● **Entries supplied**:
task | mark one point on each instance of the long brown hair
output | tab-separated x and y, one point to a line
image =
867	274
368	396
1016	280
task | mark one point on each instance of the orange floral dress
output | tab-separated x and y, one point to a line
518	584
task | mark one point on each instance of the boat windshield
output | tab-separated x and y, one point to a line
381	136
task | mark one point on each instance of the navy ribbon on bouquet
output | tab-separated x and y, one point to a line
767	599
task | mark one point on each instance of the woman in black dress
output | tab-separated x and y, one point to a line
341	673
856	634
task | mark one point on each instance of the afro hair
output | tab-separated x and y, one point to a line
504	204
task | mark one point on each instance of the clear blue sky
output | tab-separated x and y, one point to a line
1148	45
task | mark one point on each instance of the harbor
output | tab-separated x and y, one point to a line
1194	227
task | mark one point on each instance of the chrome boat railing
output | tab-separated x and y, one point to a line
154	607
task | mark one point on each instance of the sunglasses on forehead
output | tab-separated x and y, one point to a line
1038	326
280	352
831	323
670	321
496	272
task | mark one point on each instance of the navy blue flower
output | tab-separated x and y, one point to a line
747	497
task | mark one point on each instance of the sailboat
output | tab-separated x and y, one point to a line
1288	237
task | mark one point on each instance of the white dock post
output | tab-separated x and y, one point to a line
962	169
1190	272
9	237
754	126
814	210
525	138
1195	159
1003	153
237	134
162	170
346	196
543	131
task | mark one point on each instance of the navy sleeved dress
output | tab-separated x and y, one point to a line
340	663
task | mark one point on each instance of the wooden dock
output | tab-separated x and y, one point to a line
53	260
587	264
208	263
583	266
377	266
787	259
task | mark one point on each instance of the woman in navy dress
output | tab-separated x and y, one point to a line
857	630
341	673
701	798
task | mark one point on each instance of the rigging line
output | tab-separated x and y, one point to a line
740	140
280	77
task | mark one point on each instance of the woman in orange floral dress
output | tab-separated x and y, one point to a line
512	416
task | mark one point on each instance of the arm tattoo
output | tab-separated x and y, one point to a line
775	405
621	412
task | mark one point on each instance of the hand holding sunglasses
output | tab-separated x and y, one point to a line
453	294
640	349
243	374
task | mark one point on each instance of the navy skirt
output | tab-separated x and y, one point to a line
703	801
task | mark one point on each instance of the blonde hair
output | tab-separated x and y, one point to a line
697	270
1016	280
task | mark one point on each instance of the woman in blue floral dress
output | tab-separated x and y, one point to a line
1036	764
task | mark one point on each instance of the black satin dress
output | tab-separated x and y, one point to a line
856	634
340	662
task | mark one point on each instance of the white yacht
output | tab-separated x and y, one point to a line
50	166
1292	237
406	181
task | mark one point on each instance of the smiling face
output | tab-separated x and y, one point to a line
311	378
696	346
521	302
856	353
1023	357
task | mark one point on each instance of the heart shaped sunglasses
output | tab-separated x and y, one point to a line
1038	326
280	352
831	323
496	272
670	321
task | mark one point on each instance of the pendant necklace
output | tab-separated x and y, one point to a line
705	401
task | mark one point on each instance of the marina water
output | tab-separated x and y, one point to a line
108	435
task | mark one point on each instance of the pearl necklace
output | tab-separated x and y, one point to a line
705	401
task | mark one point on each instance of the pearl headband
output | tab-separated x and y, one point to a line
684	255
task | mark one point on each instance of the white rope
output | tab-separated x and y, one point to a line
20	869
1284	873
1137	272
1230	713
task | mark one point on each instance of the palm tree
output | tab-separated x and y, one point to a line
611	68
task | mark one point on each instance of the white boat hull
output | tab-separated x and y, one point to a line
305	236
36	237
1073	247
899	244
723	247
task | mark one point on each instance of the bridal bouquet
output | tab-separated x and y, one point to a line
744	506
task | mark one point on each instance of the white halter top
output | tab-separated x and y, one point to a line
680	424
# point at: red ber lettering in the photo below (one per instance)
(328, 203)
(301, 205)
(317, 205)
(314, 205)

● **What to work on**:
From the first line to the last, reproduce the data above exactly.

● **Exercise response**:
task | mark one point on each instance of the long brown hair
output | tab-separated x and y, one point to a line
image =
867	274
368	396
1016	280
task | mark one point on each instance of the orange floral dress
output | tab-separated x and y, one point to a line
518	584
task | mark one point on each instance of the boat windshield
output | tab-separated x and y, one point to a line
381	136
task | mark one point on each instance of the navy ribbon on bouquet
output | tab-separated x and y, one point to a line
767	599
task | mark one point on each instance of the woman in black dress
output | tab-separated x and y, one point to a line
341	673
856	634
task | mark one point on each instance of the afro hair
output | tab-separated x and y, one point to a line
504	204
task | mark one point on each instance of the clear blue sky
output | tab-separated x and y, one point to a line
1148	45
task | mark one point on each instance of the harbor
output | tab-separated x and y, one point to a line
1194	227
task | mark one point on each instance of the chrome boat railing
output | tab-separated x and y, one point to a line
154	607
task | mark one point on each instance of the sunglasses on forehead
output | tab-separated x and y, one point to a line
1038	326
280	352
831	323
670	321
496	272
task | mark one point on each instance of the navy blue flower
output | tab-separated x and y, one point to a line
747	497
task | mark one point on each instance of the sailboat
output | tab-separated x and y, one point to a line
1288	237
task | mark one point on each instance of the white dock post
output | tab-separated x and y, one point to a line
962	169
1190	272
9	237
754	126
814	210
525	138
1195	159
1003	153
237	134
162	170
346	196
543	131
task | mark one point on each instance of the navy sleeved dress
output | tab-separated x and y, one point to a line
340	663
task | mark one point on each instance of the wooden dock
output | tab-separated x and y, one point to a line
53	260
587	264
208	263
583	266
377	266
787	259
task | mark one point on each instance of the woman in navy dress
output | tab-separated x and y, one point to a line
857	630
341	673
701	798
task | mark one point on each instance of the rigging line
output | tab-separated x and y, one point to a line
740	140
280	77
task | mark one point on each instance of the woman in orange floral dress
output | tab-separated x and y, one point to a line
512	416
task | mark one point on each instance of the arm tattoo
output | tab-separated x and y, one point to a line
775	405
621	412
task | mark one point on each instance of the hand holding sunglasses
output | tab-separated x and y, one point to a line
453	294
640	349
243	374
task | mark one point on each instance of the navy skirt
output | tab-separated x and y, one point to a line
703	801
task | mark one point on each instance of the blonde hair
output | tab-separated x and y, one point to a line
697	270
1016	280
task | mark one point on each instance of the woman in blue floral dress
output | tab-separated x and y, one point to a line
1036	764
task | mark one point on each instance of the black satin dress
output | tab-separated x and y, one point to a line
856	634
340	662
task | mark one point on each instance of the white yacht
output | tab-separated x and y, one point to a line
50	166
1292	237
406	181
task | mark one point on each instance of the smiling face
output | tab-separated x and y, one point to a line
311	378
696	346
521	302
856	353
1023	357
task | mark one point on each instance of the heart shaped sunglasses
output | tab-separated x and y, one point to a line
1038	326
280	352
831	323
496	272
670	321
task | mark one point on each instance of the pendant necklace
output | tab-separated x and y, one point to a line
705	401
task | mark one point on each instance of the marina water
output | tab-separated x and y, one point to a line
108	435
task | mark one point on each instance of the pearl necklace
output | tab-separated x and y, one point to a line
705	401
task | mark one point on each instance of the pearl headband
output | tab-separated x and y, one point to a line
684	255
task | mark one point on each instance of the white rope
output | tab-separated x and y, one point to a line
20	869
1284	873
1137	272
1230	713
task | mark one point on each instance of the palm tree
output | tab-separated x and y, one point to a line
611	68
task | mark one point on each instance of the white boat hull
output | tab-separated x and y, one point to a line
305	236
36	237
1073	247
899	244
723	247
task | mark one point on each instance of the bridal bouquet
output | tab-separated x and y, one point to a line
744	506
task | mark one point on each instance of the white halter top
output | tab-separated x and y, one point to a line
680	424
# point at: red ber lettering in the photo below (one per instance)
(328, 203)
(301, 205)
(317, 205)
(314, 205)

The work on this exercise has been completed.